◆ STATED PROBLEM ◆
Lay out every line of the items below as a numbered list, leaving out any blank lines.

Dataset records:
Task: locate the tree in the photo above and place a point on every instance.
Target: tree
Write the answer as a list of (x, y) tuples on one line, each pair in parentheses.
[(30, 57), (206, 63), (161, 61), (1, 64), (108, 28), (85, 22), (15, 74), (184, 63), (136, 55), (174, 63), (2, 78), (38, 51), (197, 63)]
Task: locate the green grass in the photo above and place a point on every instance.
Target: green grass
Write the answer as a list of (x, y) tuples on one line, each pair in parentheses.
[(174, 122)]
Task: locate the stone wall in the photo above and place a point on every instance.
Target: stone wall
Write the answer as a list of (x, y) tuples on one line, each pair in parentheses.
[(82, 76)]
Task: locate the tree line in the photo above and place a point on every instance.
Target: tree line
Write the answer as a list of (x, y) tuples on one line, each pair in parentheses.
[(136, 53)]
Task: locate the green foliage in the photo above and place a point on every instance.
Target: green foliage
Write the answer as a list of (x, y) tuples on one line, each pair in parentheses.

◆ SOLUTION FOR THIS PROBLEM ◆
1. Task: locate the tree in the photo above and place a point on every instance.
2. Target: tree
3. Write the answer as a list of (x, y) tuples on one line, each pair in parentheses.
4. [(30, 57), (206, 63), (161, 61), (1, 64), (108, 28), (85, 22), (15, 74), (184, 63), (136, 55), (174, 63), (2, 78), (38, 51), (197, 63)]
5. Task: locate the green grass in the photo above and place a point on every instance.
6. Target: green grass
7. Write the answer as a list of (x, y) tuples on one line, each pair in parentheses.
8. [(174, 122)]
9. Task: locate the stone wall in the photo above and place a point on every instance.
10. Target: stone wall
11. Write the answer as a list of (x, y) tuples on one line, each pair in parentheses.
12. [(82, 76)]
13. Task: locate the tree line in the photo above and place a point on every instance.
14. Target: tree line
15. Write the answer as a list of (x, y) tuples on one line, each pair in parentheses.
16. [(136, 53)]
17. Task: locate the green foliage in the photo above and place a point on every instance.
18. Target: green foliage
19. Write the answer as a list of (x, y) tuples on one line, each pair in parentheses.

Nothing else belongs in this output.